(EXERCISE PROMPT)
Every record must be repeated precisely as it stands.

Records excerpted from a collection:
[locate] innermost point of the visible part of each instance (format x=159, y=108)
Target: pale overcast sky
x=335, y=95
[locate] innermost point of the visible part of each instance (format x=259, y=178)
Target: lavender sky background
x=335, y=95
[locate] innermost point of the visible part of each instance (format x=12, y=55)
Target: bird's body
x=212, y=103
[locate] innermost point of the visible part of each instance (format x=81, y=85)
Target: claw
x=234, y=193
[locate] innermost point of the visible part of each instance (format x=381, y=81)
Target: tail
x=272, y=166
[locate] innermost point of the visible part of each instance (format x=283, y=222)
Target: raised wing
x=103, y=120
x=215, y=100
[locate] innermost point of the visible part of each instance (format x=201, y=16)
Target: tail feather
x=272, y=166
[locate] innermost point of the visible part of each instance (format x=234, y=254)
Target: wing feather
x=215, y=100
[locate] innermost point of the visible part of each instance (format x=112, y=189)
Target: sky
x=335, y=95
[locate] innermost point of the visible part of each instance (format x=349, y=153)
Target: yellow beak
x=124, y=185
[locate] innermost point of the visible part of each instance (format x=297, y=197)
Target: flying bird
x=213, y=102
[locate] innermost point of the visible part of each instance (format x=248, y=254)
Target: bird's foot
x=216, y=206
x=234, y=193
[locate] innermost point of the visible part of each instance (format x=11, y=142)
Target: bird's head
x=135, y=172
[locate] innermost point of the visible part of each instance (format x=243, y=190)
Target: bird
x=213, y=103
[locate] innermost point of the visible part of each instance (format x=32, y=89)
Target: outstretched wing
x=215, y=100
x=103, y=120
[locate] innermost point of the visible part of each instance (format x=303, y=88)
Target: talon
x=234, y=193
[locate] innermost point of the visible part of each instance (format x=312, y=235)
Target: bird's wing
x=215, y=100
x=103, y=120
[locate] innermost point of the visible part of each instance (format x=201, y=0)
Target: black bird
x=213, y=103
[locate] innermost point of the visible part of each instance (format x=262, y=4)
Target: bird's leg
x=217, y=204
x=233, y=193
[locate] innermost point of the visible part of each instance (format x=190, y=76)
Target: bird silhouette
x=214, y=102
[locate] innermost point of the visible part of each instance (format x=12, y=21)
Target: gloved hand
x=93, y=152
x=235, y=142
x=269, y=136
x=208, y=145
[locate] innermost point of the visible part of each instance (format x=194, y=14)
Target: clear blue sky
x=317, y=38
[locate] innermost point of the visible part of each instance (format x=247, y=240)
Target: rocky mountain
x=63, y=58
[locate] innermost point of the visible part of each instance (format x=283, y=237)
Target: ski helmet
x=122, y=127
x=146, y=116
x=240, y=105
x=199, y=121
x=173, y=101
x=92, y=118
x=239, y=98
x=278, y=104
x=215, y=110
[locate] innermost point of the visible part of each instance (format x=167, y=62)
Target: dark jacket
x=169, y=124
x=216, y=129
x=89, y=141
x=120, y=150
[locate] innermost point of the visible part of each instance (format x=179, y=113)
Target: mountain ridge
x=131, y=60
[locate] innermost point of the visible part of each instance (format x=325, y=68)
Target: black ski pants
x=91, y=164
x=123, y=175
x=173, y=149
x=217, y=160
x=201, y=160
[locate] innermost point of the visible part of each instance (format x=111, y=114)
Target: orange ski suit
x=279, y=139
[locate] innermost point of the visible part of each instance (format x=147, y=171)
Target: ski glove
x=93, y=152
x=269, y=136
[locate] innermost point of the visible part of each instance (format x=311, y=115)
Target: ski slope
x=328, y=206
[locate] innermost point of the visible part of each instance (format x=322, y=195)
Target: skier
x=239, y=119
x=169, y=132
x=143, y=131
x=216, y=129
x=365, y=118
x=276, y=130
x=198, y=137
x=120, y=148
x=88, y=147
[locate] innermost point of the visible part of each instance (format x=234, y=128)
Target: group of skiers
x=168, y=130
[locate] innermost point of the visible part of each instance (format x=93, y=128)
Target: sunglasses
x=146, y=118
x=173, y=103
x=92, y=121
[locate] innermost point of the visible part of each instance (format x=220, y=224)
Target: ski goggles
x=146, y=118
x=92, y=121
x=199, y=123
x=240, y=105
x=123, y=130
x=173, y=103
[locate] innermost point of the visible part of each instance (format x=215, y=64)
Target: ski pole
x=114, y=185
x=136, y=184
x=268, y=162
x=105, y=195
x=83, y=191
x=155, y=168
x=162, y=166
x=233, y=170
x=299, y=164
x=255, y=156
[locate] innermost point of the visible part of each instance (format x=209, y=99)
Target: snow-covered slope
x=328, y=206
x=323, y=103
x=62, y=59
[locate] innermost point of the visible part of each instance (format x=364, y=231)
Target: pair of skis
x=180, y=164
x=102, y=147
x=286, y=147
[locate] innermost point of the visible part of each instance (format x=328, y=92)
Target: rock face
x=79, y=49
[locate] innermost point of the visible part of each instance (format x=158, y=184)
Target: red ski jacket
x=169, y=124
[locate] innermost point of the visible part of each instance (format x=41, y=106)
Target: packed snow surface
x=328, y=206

(COMPLETED TASK)
[locate] innermost point of the visible part of each instance (format x=159, y=108)
Target: pale overcast sky
x=335, y=95
[locate] innermost point of the visible part of each instance (format x=259, y=178)
Target: lavender sky background
x=335, y=95
[locate] innermost point of the visible part of each instance (format x=12, y=55)
Target: bird's body
x=212, y=103
[locate] innermost point of the visible part of each instance (format x=81, y=85)
Target: claw
x=234, y=193
[locate] innermost point of the visible part of each instance (format x=381, y=81)
Target: tail
x=272, y=166
[locate] innermost point of the visible part of each instance (format x=283, y=222)
Target: raised wing
x=103, y=120
x=215, y=100
[locate] innermost point of the visible part of each instance (format x=201, y=16)
Target: tail feather
x=272, y=166
[locate] innermost point of the visible part of each instance (format x=234, y=254)
Target: wing feather
x=215, y=100
[locate] innermost point of the visible part of each instance (format x=112, y=189)
Target: sky
x=335, y=95
[locate] innermost point of the visible part of each instance (format x=349, y=153)
Target: yellow beak
x=124, y=185
[locate] innermost point of the visible part of each instance (format x=297, y=197)
Target: flying bird
x=213, y=102
[locate] innermost point of the visible part of each instance (format x=248, y=254)
Target: bird's foot
x=216, y=206
x=234, y=193
[locate] innermost point of the visible part of each instance (format x=11, y=142)
Target: bird's head
x=135, y=172
[locate] innermost point of the visible part of each instance (format x=243, y=190)
Target: bird
x=213, y=103
[locate] innermost point of the visible part of each instance (format x=32, y=89)
Target: outstretched wing
x=215, y=100
x=103, y=120
[locate] innermost point of the visible part of each instance (format x=303, y=88)
Target: talon
x=234, y=193
[locate] innermost point of the visible part of each instance (format x=312, y=235)
Target: bird's wing
x=215, y=100
x=103, y=120
[locate] innermost point of the visible part of each instance (format x=201, y=0)
Target: black bird
x=213, y=103
[locate] innermost point of the visible part of each instance (format x=262, y=4)
Target: bird's leg
x=217, y=204
x=233, y=193
[locate] innermost point of the visible part of each instance (format x=190, y=76)
Target: bird silhouette
x=214, y=102
[locate] innermost point of the visible part of each instance (format x=12, y=21)
Target: gloved hand
x=93, y=152
x=235, y=142
x=269, y=136
x=208, y=145
[locate] innermost point of the visible part of each instance (format x=194, y=14)
Target: clear blue sky
x=317, y=38
[locate] innermost point of the visible part of each instance (format x=247, y=240)
Target: rocky mountain
x=63, y=58
[locate] innermost point of the visible part of each instance (format x=283, y=237)
Target: ski helmet
x=122, y=127
x=146, y=116
x=240, y=105
x=199, y=121
x=173, y=101
x=92, y=118
x=239, y=98
x=278, y=104
x=215, y=110
[locate] innermost point of the visible part of each instance (format x=167, y=62)
Target: dark jacket
x=169, y=124
x=216, y=129
x=89, y=141
x=120, y=150
[locate] innermost point of the visible part of each instance (format x=179, y=113)
Target: mountain ridge
x=131, y=60
[locate] innermost point of the visible part of each instance (format x=325, y=68)
Target: black ski pants
x=91, y=164
x=123, y=175
x=173, y=149
x=217, y=160
x=201, y=160
[locate] innermost point of the visible part of each instance (format x=111, y=114)
Target: orange ski suit
x=279, y=139
[locate] innermost point of the visible part of each instance (format x=147, y=171)
Target: ski glove
x=93, y=152
x=269, y=136
[locate] innermost point of the visible part of each instance (format x=311, y=115)
Target: ski slope
x=328, y=206
[locate] innermost point of the visible part of each instance (format x=322, y=195)
Target: skier
x=239, y=119
x=169, y=132
x=143, y=131
x=216, y=129
x=365, y=118
x=276, y=130
x=198, y=137
x=120, y=148
x=88, y=147
[locate] innermost point of the visible part of each instance (format x=234, y=128)
Target: group of skiers
x=168, y=130
[locate] innermost point of the visible part of each instance (format x=93, y=128)
Target: sunglasses
x=146, y=118
x=173, y=103
x=92, y=121
[locate] innermost point of the visible part of each instance (format x=220, y=224)
Target: ski goggles
x=146, y=118
x=92, y=121
x=199, y=123
x=240, y=105
x=123, y=130
x=173, y=103
[locate] innermost point of the visible part of each instance (format x=215, y=64)
Target: ski pole
x=114, y=185
x=136, y=184
x=268, y=162
x=105, y=195
x=83, y=191
x=155, y=168
x=162, y=166
x=233, y=170
x=299, y=164
x=255, y=156
[locate] innermost point of the visible part of each instance (format x=209, y=99)
Target: snow-covered slope
x=328, y=206
x=323, y=103
x=62, y=59
[locate] innermost point of the visible part of each instance (format x=364, y=231)
Target: pair of skis
x=180, y=164
x=102, y=147
x=286, y=147
[locate] innermost point of the visible part of each instance (format x=328, y=92)
Target: rock face
x=79, y=49
[locate] innermost point of the visible part of each instance (format x=158, y=184)
Target: red ski jacket
x=169, y=124
[locate] innermost point of the visible part of each instance (format x=41, y=106)
Target: packed snow surface
x=328, y=206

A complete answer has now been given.